SHORT PROBLEM: Extend the court opinion on the defendants' appeal beyond its final sentence, writing the next part of the court's discussion in the same style.

SOURCE PASSAGE:
- - - - - - -

While considerable space is taken up in citing and quoting from numerous authorities, mainly federal, in an effort to convince us the trial court did, or did not err, in ruling on the motion to make more definite and certain, we find it unnecessary to cite authority on a proposition so simple, or a conclusion so inevitable, as that defendants were fully informed of the basis, nature and purpose of plaintiff’s cause of action. The claimed error of the trial court in denying the motion to make more definite and certain is without merit.
The correctness of the judgment is next assailed on the ground that the court erred in holding that the complaint states a cause of action upon which relief can be granted. It is said plaintiff lacks a justiciable interest because it has suffered no loss; that possibly the depositor, Pinion Nut and Candy Co., Inc., could sue but not the plaintiff. Hence, no indebtedness to the plaintiff is shown. Counsel for defendants closes his argument on this point by the final observation :
“So the Defendants contend that the bookkeeping transactions of the complaint do not allege the ultimate fact necessary to make out a cause of action, the fact being that the Plaintiff suffered damages as a result therefrom.”

- - - - - - -

RECORDED DATA:
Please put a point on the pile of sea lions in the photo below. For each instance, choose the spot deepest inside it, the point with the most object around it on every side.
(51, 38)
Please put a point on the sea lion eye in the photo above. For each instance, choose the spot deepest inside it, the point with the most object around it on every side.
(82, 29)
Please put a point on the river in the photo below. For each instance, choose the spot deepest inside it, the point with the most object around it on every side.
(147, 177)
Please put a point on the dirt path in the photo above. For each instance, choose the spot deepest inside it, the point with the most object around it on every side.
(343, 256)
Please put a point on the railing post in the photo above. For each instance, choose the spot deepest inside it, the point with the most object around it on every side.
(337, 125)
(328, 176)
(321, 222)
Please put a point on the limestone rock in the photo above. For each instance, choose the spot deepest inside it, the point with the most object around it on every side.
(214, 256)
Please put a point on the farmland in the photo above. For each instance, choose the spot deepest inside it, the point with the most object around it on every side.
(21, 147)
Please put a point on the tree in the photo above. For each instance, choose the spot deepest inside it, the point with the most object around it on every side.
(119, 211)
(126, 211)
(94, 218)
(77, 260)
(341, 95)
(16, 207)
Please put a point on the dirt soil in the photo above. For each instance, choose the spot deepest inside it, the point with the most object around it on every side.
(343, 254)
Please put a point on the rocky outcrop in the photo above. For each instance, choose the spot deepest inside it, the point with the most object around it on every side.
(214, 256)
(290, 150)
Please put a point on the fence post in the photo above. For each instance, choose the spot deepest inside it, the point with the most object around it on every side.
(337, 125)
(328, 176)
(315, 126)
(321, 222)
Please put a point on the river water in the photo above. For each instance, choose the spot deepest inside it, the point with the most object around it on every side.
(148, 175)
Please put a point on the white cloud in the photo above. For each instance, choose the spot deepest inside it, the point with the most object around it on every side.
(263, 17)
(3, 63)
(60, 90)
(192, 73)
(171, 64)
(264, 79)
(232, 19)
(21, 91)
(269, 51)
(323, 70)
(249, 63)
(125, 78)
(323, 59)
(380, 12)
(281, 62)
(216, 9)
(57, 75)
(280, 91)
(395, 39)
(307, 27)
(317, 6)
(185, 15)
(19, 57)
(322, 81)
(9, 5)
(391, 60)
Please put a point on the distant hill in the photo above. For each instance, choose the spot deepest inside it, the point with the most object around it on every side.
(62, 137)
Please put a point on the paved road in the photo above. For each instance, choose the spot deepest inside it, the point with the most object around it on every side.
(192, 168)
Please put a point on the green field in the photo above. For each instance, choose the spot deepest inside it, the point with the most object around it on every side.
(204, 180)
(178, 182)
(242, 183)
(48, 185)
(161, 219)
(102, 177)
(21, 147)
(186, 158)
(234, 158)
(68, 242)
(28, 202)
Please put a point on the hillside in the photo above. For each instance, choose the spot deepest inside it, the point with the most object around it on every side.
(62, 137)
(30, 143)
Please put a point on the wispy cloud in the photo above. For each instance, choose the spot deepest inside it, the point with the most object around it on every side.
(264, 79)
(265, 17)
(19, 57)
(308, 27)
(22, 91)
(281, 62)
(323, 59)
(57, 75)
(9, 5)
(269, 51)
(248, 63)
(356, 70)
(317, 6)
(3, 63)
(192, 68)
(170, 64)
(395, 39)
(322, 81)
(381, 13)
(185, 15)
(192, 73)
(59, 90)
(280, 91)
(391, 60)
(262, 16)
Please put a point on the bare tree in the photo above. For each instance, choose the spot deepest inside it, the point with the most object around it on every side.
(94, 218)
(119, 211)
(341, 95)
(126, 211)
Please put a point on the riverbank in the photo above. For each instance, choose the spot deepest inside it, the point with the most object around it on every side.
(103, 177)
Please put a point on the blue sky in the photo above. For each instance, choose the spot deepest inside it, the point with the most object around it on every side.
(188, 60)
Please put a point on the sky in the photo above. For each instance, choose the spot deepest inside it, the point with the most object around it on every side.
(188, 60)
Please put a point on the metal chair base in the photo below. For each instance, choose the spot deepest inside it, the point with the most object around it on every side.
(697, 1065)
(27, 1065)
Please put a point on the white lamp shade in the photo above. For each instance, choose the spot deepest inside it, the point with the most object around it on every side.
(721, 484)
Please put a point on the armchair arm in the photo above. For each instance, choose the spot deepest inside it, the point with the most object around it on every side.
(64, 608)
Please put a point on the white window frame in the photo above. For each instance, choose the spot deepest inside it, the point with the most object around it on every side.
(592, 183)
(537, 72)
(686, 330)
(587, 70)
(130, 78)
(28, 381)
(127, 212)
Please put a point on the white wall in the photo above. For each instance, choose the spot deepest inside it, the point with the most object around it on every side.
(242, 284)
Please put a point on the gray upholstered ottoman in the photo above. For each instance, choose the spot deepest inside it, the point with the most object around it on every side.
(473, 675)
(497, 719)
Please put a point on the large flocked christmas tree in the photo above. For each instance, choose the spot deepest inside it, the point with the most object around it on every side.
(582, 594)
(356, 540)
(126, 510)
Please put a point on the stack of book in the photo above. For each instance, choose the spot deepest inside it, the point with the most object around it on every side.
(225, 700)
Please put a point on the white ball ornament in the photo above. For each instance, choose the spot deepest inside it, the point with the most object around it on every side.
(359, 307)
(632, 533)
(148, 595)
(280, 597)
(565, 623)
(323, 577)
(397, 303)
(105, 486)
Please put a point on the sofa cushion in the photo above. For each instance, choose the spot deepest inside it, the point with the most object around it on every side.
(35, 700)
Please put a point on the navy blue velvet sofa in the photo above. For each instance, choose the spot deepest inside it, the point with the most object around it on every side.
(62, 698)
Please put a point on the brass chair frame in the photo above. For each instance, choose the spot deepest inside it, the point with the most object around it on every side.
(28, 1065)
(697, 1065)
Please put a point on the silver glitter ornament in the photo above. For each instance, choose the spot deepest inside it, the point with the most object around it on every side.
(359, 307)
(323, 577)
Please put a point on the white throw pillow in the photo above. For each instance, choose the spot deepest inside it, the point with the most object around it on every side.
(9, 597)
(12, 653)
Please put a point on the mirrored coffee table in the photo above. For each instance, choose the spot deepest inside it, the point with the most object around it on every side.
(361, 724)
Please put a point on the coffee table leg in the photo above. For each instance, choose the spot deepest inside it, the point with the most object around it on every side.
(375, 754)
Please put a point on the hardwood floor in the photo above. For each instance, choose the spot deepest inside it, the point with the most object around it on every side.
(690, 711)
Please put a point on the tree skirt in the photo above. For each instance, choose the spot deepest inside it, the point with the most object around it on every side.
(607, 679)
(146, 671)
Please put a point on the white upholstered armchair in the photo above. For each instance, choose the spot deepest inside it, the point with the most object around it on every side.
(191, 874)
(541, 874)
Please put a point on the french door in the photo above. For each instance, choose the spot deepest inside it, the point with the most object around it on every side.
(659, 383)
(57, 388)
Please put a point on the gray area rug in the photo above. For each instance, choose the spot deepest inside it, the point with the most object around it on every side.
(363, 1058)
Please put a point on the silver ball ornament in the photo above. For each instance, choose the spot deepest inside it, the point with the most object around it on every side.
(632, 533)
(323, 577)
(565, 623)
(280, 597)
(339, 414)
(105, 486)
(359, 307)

- - - - - - -

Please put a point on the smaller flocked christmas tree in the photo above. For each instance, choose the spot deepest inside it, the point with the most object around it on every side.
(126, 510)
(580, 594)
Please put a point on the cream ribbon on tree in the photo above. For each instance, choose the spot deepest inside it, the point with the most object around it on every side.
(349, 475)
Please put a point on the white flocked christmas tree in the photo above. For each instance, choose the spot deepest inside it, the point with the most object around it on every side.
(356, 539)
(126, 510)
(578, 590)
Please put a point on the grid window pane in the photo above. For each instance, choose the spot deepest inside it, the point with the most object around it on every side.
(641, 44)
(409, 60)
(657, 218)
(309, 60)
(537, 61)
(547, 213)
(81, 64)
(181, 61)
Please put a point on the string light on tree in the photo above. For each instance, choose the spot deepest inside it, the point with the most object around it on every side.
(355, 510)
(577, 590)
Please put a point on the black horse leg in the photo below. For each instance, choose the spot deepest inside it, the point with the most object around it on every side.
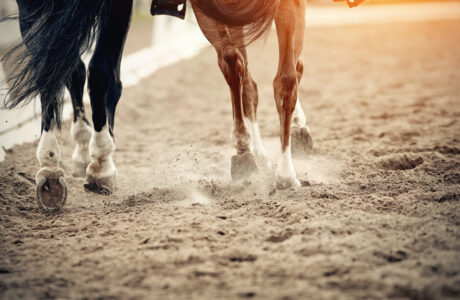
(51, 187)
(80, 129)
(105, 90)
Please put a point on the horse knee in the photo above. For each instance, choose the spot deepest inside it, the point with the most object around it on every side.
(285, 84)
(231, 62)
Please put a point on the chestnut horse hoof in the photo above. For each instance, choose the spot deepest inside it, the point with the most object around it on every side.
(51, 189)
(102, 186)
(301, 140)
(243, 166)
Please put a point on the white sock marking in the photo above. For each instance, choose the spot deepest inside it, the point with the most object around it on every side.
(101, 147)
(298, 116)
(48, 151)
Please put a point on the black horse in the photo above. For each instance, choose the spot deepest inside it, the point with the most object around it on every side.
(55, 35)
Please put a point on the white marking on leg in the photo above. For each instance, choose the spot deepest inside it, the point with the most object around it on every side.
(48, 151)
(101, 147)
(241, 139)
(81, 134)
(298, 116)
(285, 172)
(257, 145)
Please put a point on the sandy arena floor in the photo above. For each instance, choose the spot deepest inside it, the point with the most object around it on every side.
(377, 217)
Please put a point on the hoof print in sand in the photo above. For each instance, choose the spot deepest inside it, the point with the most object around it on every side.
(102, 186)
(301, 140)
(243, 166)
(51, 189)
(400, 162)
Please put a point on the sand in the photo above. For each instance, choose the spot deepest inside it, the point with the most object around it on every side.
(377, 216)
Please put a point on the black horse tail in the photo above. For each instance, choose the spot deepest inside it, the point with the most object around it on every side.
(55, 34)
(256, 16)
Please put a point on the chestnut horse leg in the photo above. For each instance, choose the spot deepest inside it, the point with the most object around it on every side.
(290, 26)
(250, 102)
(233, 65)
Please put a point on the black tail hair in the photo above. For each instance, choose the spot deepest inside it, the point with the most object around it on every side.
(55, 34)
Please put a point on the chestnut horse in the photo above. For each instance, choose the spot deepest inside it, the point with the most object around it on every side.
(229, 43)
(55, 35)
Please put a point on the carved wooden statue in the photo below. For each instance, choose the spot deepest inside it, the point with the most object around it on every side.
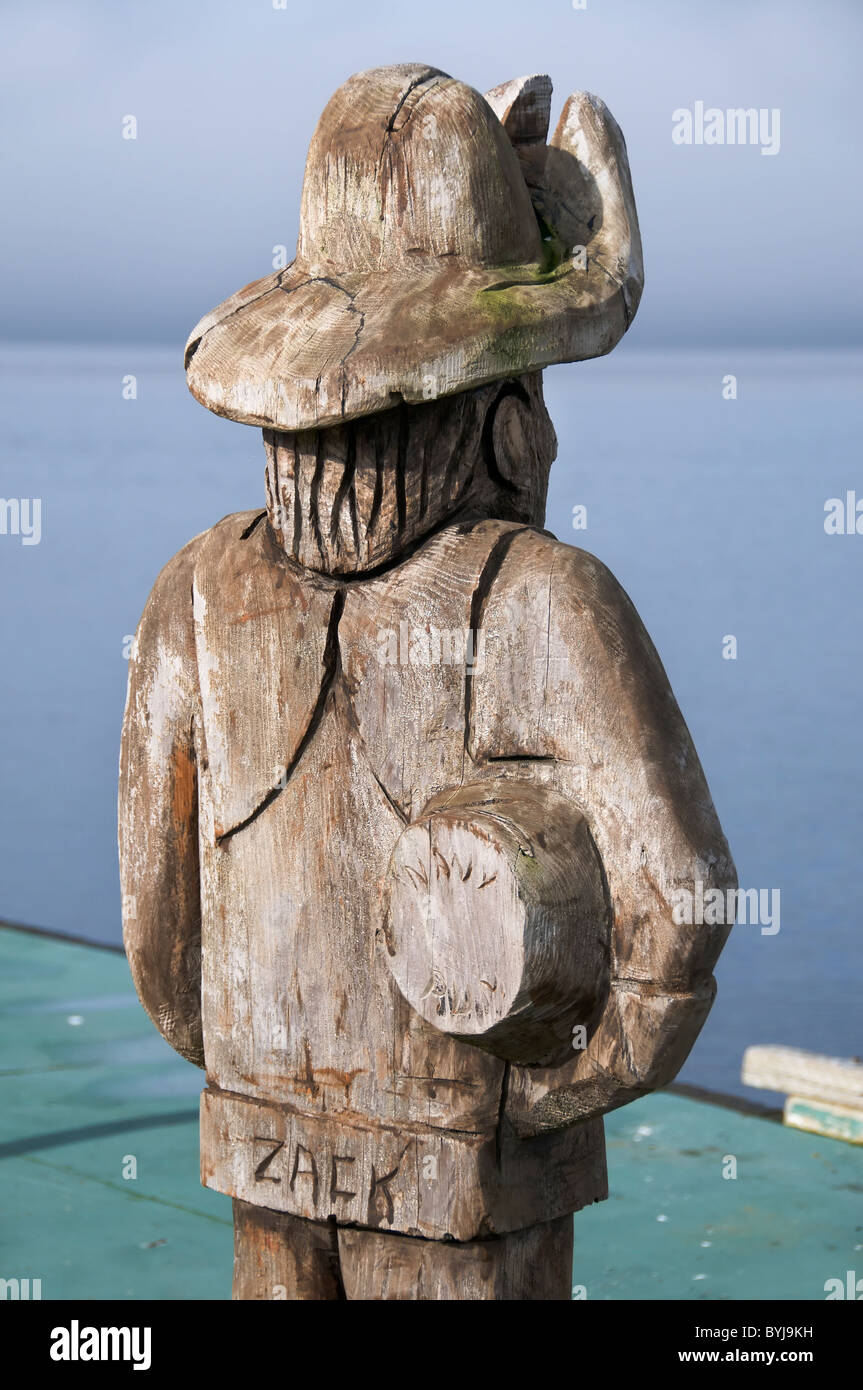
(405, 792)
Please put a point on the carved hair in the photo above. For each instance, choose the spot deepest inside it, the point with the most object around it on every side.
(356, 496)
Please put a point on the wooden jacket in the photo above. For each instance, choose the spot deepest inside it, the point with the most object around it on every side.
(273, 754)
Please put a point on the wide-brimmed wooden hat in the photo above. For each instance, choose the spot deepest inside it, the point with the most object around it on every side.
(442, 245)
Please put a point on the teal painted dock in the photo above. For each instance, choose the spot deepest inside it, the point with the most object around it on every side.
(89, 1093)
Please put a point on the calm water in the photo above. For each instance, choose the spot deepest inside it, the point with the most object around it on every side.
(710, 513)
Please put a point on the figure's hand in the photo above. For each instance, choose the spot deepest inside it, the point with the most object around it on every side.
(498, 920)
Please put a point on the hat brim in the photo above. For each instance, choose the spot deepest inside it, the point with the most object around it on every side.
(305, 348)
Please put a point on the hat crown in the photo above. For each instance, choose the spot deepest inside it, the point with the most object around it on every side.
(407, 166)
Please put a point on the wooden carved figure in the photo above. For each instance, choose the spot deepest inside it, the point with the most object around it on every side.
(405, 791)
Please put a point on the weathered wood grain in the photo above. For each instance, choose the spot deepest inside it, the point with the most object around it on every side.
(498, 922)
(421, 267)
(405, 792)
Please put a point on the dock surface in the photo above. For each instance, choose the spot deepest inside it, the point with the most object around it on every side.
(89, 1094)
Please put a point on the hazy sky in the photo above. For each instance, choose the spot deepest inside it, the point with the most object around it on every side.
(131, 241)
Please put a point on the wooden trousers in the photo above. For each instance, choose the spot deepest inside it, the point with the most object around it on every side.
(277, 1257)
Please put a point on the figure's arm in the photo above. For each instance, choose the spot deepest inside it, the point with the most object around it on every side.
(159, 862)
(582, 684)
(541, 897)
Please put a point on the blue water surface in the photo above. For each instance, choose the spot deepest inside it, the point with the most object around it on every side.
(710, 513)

- - - - - - -

OUTPUT OF THE TASK:
Basically, this question is resolved’ by asking ourselves whether a bank may sue to recover an overdraft. We think there can be no doubt about this right in a bank. See, 9 C.J.S., Banks and Banking,, *433§ 353(b), page 703; 7 C.J., 682, Sec. 410; Bank of Benson v. Swanson, 107 Neb. 687, 187 N.W. 88; Miller’s Ex’x v. Peoples Bank, 240 Ky. 185, 41 S.W.2d 1096. Compare, Mendota State Bank v. Riley, 203 Minn. 409, 281 N.W. 767.
We may consider together the defendants’ Points 3 and 4, as both relate to the trial court’s construction of the pleadings. It is to be recalled that the only denial, if any, to be found in the answer filed reads, as follows:
“Defendants neither admit nor deny the remaining allegations of the Complaint but demand the strictest proof thereof.”
The pertinent inquiry thus arises: Does this language put at issue any material facts alleged in the complaint? The answer is, it does not. The position of the parties is aptly expressed by counsel for the plaintiff, as follows:
“Appellants suggest that if they didn’t ‘admit’ they certainly must have ‘denied.’ Conversely the appellee now suggests that if they didn’t ‘deny’ they certainly must have ‘admitted.’ ”
The pertinent language of Rule 8(d) reads:
“Averments in a pleading to which a responsive pleading is required, other than those as to the amount of damage, are admitted when not denied in the responsive pleading.”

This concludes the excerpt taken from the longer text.